══ TEXT

Now that I am carless, we have this conversation at least once a week. I've stopped trying to explain my actions. My explanations don't stick. Although her memory seems to be selective. Today we met a nice man named Bill who held the elevator for us. Mom told my younger brother about Bill. She apparently remembered everything Bill had told us about himself (moved in last week with his wife, lived in a condo downtown for eleven years, still living out of boxes).

Back to the story. I dressed in lightweight gear, shouldered my backpack, and walked over to her house (roughly a mile and a half) in muggy heat. My plan was to help her pack and take a load over in her old Toyota Camry.

When I arrived, she was gamely stuffing things into boxes with not much care for what was in each box. I watched her for a minute and then pulled her car out of the garage, backed it up to the back patio, and loaded a few boxes into the trunk. When I went back inside, she was in the dim bedroom, peering into a shoe box, muttering something about having shoes she's never seen before. I looked at her shoes. They all looked the same: black leather slip-on loafers from Naturalizer. I opened up a dusty box: well-worn 50s-style black suede pumps.

“I'll never wear those again,” she said firmly, shoving the shoes into the box with the slip-ons.

“Then why are we moving them to your new apartment?” I asked.

“I don't know.”

════
══ STORED DATA

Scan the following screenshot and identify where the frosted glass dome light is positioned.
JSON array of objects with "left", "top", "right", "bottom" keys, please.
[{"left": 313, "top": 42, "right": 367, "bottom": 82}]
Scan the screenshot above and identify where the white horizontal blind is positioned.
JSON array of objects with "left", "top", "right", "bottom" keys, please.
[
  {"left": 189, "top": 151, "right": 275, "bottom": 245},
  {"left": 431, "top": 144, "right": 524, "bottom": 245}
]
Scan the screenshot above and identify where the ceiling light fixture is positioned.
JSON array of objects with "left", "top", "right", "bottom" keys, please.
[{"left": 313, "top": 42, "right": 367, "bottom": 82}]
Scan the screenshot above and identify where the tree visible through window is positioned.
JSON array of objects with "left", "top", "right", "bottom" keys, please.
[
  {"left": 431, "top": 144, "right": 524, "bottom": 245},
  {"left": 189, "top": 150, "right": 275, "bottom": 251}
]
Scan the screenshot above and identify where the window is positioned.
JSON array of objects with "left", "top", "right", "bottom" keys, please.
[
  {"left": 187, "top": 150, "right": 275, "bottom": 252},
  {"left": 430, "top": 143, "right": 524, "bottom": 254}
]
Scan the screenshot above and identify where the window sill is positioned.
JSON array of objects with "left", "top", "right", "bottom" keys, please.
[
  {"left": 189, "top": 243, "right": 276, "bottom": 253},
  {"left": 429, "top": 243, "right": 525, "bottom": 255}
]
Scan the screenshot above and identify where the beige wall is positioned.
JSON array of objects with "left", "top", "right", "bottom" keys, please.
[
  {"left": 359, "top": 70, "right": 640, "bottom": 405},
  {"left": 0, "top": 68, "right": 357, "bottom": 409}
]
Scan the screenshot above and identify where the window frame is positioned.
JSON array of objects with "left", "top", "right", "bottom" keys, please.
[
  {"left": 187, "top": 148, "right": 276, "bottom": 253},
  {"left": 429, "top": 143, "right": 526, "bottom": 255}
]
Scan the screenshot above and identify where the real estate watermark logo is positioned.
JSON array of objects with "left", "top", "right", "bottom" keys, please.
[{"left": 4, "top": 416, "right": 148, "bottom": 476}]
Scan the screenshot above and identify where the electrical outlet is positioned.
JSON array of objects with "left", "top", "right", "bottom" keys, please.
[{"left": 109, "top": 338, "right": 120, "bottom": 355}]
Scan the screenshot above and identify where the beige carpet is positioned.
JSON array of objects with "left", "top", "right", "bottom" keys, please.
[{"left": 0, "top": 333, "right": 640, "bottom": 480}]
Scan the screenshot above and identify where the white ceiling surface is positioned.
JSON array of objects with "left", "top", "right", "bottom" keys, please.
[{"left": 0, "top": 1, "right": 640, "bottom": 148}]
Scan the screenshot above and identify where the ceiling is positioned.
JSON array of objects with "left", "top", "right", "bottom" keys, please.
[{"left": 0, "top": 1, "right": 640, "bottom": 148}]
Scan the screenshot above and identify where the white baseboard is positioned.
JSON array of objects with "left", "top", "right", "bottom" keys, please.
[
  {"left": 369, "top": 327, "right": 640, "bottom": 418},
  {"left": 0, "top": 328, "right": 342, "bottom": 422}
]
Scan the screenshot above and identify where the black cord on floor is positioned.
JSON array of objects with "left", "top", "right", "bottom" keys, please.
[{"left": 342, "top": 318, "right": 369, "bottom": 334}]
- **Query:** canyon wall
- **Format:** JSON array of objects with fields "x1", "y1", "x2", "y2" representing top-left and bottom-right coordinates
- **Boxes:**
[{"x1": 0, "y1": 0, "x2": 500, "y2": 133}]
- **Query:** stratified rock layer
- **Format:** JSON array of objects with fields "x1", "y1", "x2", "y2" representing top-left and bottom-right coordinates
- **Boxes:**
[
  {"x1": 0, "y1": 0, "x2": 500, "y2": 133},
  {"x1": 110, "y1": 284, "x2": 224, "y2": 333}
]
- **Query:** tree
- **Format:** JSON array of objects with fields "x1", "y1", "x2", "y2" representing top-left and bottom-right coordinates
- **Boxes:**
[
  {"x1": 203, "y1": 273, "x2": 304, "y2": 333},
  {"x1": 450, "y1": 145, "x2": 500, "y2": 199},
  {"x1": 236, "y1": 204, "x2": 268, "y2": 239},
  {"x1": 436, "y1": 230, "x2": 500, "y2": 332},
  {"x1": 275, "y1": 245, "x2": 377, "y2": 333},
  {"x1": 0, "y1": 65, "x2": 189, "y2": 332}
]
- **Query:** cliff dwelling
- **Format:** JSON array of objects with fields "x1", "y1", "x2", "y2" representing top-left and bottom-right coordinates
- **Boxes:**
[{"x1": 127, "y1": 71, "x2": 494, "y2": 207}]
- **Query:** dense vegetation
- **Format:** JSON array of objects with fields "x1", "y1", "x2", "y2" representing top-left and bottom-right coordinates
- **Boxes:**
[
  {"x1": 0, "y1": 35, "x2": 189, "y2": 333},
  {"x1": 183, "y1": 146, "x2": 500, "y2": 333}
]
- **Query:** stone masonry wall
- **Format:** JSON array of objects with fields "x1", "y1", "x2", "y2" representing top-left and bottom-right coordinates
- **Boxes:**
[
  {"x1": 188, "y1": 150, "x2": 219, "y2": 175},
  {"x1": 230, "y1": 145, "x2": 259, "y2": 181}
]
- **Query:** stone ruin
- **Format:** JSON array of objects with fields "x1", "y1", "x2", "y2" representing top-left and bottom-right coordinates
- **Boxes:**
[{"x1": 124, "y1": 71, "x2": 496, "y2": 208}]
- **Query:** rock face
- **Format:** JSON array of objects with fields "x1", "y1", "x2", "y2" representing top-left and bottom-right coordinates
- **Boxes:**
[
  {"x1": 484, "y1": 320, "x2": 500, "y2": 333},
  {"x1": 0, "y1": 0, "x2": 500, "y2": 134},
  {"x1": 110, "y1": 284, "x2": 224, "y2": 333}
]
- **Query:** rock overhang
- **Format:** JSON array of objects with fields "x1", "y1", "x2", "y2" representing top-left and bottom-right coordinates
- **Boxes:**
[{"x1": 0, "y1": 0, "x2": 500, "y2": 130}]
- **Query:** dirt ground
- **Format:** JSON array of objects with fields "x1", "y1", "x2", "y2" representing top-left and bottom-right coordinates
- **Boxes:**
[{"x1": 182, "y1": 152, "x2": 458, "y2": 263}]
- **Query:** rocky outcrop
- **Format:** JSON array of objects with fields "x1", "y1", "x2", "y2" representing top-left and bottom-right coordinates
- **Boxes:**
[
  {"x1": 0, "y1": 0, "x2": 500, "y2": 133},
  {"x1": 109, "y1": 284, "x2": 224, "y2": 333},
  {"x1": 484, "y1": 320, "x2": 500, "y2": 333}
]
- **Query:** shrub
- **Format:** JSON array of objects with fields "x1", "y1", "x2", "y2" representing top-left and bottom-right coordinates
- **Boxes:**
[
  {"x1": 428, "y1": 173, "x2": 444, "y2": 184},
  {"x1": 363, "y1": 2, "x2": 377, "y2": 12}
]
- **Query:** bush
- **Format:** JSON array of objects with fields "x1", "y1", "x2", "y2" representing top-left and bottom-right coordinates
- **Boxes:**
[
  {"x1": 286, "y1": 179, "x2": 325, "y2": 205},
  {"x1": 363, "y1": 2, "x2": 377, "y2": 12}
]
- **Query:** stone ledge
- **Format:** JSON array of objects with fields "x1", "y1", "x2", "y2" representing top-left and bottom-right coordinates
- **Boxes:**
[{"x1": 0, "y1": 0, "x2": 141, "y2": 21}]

════

▶ WHAT TO WORK ON
**a.** From the moving story, extract the passage that begins at the words "When I arrived, she" and stops after "with the slip-ons.".
**b.** List every fact about himself that Bill had told, as the moving story gives them.

▶ SOLUTIONS BELOW
**a.**
When I arrived, she was gamely stuffing things into boxes with not much care for what was in each box. I watched her for a minute and then pulled her car out of the garage, backed it up to the back patio, and loaded a few boxes into the trunk. When I went back inside, she was in the dim bedroom, peering into a shoe box, muttering something about having shoes she's never seen before. I looked at her shoes. They all looked the same: black leather slip-on loafers from Naturalizer. I opened up a dusty box: well-worn 50s-style black suede pumps.

“I'll never wear those again,” she said firmly, shoving the shoes into the box with the slip-ons.

**b.**
- Moved in last week with his wife
- Lived in a condo downtown for eleven years
- Still living out of boxes